§ **Written problem**: Count how many lines in the records below contain the string "frame". Reply with the number alone.

§ **Data**:
+++++

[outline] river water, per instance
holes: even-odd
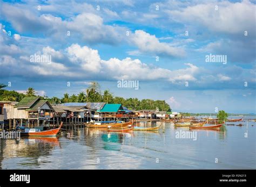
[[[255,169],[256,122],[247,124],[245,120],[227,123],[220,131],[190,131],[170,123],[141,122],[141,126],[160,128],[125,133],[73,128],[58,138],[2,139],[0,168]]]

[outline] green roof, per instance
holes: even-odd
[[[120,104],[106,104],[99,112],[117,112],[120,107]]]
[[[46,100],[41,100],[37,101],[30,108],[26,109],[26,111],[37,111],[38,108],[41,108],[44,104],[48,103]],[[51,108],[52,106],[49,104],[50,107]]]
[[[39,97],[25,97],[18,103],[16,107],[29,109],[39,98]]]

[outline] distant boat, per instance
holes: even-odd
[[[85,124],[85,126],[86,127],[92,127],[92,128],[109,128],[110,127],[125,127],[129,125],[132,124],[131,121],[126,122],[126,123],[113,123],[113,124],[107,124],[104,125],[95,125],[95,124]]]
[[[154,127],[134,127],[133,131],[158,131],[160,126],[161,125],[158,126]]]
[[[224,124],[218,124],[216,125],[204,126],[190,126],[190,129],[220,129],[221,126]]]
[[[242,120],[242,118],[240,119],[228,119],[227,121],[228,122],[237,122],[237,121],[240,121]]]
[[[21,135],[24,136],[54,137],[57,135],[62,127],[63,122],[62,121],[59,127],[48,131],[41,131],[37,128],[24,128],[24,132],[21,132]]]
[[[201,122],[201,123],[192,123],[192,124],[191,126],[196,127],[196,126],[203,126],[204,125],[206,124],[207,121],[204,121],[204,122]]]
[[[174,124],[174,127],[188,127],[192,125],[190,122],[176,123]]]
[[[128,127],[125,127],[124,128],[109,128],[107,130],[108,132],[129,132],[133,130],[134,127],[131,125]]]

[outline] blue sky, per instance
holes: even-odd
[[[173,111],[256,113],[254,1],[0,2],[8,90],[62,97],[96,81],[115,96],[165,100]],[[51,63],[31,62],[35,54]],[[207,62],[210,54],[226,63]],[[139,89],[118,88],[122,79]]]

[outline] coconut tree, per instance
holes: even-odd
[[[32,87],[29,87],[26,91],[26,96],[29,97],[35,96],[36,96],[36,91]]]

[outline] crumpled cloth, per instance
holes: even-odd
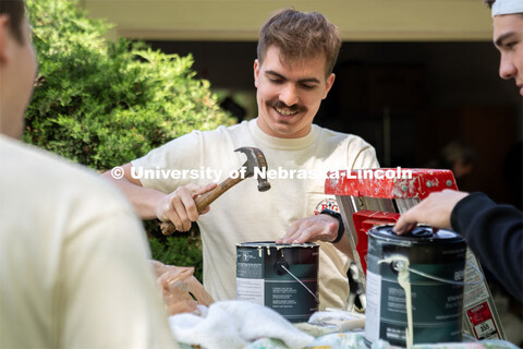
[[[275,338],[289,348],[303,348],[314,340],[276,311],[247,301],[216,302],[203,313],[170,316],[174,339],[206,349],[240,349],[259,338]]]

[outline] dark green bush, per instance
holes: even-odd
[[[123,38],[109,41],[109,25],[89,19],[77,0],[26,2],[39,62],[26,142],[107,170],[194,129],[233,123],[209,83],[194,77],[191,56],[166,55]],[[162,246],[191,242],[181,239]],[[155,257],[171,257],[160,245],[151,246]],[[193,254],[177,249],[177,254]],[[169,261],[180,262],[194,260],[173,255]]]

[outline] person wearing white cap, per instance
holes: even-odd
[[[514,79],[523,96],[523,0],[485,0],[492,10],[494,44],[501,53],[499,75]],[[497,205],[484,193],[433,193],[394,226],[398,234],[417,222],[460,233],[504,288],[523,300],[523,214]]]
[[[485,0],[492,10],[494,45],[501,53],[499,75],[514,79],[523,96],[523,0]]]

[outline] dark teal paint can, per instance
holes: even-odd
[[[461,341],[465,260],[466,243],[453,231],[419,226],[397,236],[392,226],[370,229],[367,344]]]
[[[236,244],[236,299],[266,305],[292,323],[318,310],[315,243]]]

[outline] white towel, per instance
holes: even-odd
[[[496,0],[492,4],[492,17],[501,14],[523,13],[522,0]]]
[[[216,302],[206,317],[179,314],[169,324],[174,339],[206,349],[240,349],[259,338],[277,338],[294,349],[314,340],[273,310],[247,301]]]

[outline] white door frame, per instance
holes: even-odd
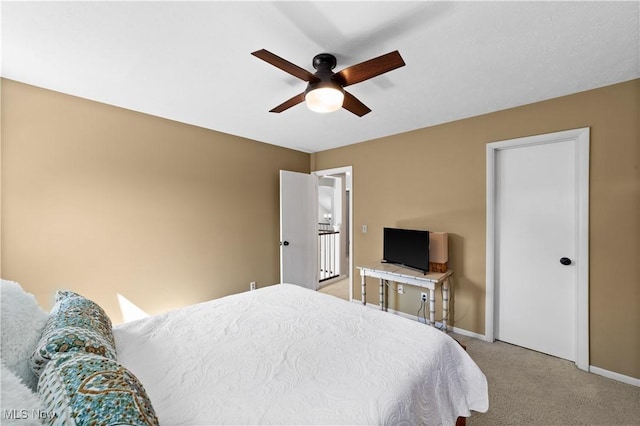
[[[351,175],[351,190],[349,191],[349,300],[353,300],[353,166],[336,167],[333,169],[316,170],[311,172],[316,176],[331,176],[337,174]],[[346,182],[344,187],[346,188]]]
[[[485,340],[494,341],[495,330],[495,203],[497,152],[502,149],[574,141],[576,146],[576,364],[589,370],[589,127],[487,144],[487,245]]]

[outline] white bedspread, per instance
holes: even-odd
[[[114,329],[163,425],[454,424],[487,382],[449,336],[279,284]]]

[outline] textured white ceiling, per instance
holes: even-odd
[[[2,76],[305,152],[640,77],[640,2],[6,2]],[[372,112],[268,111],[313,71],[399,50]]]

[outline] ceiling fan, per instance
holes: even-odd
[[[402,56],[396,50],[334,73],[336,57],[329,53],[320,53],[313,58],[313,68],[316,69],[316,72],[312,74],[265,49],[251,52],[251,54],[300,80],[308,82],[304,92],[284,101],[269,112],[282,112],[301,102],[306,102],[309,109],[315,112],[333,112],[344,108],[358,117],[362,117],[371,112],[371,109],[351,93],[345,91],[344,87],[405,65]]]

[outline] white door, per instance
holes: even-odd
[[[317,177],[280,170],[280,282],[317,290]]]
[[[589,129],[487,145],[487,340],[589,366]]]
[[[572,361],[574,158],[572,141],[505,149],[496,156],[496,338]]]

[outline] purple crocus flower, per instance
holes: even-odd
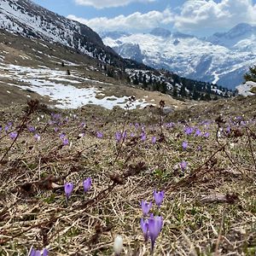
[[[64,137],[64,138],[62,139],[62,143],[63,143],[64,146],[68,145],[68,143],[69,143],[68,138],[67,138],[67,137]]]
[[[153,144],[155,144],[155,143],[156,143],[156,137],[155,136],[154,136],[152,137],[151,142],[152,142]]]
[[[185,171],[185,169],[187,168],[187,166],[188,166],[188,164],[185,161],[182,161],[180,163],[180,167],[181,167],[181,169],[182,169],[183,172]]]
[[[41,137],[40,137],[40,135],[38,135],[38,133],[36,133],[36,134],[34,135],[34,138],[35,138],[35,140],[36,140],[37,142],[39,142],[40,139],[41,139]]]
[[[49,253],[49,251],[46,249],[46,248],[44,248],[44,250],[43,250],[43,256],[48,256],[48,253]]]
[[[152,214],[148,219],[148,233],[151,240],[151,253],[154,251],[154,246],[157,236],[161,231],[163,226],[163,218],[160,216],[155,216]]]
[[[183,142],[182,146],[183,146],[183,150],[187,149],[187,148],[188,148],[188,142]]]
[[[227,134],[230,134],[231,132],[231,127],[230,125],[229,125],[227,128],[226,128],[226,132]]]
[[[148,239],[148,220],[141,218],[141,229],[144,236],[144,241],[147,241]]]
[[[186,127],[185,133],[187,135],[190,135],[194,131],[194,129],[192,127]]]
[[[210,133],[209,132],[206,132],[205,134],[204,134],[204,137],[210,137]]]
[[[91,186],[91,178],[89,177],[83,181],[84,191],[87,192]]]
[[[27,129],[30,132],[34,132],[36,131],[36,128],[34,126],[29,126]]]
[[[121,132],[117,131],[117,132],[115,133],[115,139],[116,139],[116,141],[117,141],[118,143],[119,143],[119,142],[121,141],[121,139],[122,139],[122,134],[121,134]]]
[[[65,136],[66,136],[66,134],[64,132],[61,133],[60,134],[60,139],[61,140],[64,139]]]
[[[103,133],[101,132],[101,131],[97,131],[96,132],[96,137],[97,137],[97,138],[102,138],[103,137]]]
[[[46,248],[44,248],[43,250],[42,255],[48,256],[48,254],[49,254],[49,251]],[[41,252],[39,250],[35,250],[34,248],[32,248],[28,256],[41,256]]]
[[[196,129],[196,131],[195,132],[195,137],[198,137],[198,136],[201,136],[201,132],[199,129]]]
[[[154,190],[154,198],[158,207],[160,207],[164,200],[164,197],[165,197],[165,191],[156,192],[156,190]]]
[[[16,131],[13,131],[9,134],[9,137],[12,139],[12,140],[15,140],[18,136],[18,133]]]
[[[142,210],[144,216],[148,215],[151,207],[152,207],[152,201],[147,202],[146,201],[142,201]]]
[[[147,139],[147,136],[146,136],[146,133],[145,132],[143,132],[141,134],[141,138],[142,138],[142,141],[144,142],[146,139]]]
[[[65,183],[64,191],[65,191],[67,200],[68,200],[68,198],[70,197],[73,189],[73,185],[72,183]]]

+++++

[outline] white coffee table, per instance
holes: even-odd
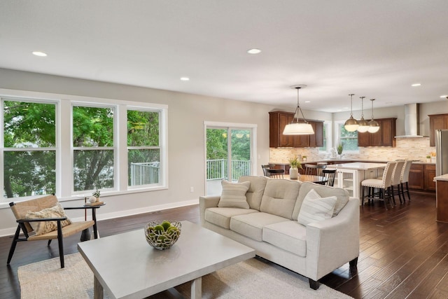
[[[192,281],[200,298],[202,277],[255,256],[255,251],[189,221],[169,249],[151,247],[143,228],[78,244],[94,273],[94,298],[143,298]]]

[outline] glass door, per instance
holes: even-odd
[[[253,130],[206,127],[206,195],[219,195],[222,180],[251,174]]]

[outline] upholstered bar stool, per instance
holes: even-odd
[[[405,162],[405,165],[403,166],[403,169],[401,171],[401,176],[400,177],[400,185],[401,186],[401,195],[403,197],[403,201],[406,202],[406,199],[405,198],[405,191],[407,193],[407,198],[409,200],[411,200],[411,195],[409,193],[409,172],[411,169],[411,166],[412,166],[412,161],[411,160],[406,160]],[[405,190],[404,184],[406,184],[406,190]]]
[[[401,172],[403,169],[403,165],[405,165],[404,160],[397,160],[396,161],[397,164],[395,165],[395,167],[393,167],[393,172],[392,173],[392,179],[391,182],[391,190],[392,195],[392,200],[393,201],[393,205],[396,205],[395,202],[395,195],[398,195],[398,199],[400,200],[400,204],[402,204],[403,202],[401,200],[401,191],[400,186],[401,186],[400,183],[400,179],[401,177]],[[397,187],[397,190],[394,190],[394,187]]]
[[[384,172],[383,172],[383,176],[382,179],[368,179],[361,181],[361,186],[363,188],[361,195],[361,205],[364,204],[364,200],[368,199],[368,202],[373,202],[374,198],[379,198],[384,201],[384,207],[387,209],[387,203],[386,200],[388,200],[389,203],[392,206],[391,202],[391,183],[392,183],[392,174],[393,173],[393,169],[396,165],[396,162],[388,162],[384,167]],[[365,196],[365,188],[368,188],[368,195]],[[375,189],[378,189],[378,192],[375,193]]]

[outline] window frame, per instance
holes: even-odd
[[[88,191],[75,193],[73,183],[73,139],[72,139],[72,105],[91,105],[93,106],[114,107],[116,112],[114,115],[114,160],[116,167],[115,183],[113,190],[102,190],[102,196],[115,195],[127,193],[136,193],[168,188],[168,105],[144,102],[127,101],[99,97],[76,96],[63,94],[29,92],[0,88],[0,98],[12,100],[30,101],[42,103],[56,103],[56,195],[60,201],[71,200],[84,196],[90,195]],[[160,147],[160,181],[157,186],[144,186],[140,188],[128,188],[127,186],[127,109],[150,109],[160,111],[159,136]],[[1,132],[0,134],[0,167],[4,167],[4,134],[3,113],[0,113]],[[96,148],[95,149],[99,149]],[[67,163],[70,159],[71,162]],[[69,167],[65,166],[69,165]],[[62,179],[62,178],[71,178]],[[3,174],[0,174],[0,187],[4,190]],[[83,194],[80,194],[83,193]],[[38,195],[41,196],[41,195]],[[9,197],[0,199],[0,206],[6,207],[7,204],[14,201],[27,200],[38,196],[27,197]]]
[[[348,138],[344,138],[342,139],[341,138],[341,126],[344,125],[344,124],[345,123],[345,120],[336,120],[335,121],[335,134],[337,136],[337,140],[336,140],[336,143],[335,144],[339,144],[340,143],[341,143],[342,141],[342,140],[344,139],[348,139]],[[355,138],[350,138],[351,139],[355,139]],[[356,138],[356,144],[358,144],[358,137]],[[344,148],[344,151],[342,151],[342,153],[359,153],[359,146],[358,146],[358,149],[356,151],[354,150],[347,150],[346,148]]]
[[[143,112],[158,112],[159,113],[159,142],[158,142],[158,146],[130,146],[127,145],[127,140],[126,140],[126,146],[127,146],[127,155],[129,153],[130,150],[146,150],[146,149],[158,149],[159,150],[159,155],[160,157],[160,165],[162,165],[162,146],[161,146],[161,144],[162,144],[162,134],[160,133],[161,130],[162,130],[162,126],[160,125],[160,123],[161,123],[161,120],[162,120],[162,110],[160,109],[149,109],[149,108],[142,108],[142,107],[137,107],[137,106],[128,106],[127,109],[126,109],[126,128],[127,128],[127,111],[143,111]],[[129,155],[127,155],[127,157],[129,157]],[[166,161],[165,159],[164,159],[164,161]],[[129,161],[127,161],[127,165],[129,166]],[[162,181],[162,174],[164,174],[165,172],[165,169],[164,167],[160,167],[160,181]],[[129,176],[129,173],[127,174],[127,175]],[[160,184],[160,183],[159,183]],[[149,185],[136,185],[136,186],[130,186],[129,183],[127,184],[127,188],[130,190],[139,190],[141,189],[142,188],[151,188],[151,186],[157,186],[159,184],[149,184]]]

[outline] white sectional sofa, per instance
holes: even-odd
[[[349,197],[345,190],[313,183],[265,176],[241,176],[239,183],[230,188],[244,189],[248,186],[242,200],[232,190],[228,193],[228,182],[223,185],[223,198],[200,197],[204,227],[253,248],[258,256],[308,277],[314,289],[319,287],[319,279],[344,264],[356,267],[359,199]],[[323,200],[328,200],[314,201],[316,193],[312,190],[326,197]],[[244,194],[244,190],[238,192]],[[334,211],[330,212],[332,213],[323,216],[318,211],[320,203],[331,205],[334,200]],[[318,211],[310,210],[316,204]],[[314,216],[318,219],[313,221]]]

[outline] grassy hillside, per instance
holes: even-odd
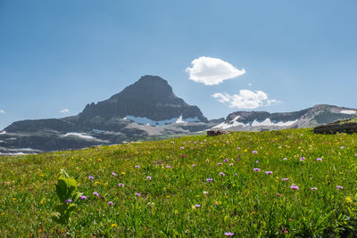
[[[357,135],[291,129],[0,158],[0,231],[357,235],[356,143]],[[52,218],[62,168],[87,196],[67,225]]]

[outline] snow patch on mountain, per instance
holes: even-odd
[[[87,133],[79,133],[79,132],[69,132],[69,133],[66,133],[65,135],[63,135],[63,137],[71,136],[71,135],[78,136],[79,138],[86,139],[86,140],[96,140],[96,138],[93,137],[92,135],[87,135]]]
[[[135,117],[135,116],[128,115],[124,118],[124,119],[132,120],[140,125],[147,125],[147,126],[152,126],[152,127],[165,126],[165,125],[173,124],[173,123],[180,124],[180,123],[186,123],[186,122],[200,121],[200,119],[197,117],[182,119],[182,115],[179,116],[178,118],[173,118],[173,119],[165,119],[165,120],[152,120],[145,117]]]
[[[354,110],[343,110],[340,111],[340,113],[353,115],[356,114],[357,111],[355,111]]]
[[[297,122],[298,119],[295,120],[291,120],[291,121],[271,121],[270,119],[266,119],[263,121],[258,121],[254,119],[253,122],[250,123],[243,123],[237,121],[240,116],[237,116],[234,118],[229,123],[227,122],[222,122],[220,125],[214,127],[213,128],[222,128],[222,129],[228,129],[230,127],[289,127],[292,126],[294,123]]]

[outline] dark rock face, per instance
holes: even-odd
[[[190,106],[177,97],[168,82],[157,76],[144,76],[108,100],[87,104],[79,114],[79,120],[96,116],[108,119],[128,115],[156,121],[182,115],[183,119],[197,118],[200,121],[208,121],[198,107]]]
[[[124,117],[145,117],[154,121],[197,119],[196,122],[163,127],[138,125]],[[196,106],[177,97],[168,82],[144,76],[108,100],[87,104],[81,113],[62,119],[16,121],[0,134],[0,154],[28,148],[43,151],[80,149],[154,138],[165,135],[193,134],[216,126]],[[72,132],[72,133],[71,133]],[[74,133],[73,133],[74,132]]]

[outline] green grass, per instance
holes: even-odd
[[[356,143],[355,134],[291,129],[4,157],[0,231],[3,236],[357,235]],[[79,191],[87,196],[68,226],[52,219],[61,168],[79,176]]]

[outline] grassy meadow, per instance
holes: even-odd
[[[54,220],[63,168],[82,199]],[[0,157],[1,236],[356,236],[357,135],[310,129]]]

+++++

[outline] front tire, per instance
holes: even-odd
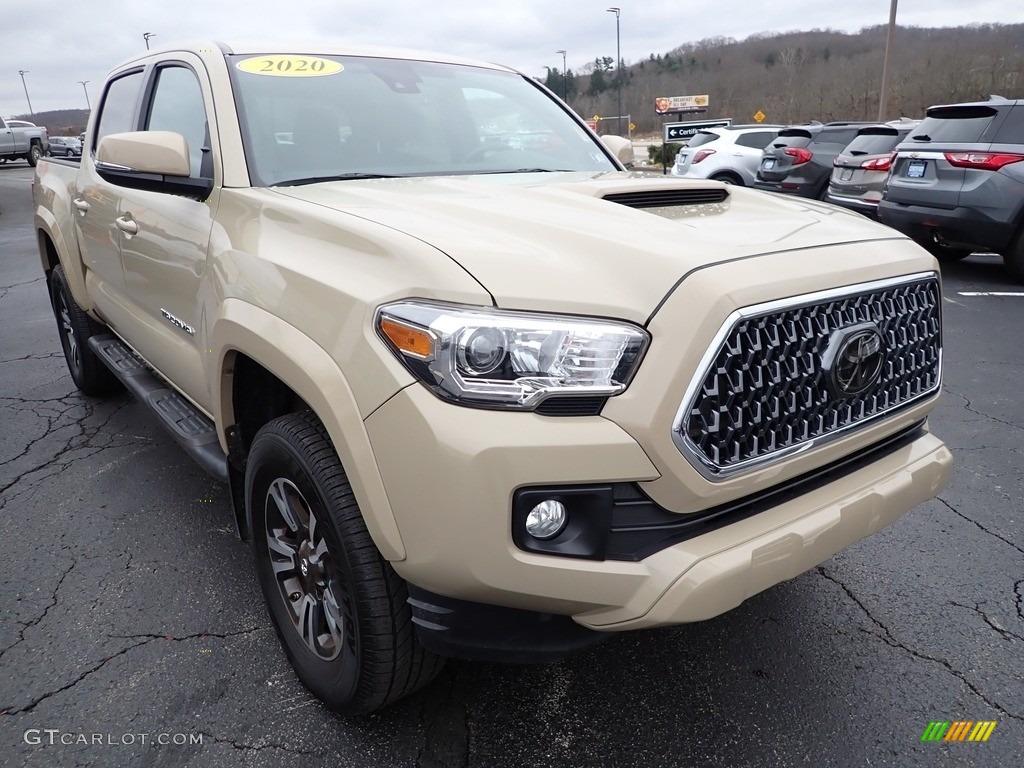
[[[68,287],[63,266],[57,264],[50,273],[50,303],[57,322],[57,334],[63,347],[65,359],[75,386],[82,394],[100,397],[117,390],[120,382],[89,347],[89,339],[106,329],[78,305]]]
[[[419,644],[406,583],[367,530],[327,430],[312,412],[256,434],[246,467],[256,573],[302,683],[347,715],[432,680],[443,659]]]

+++++

§ **Answer for the task**: 2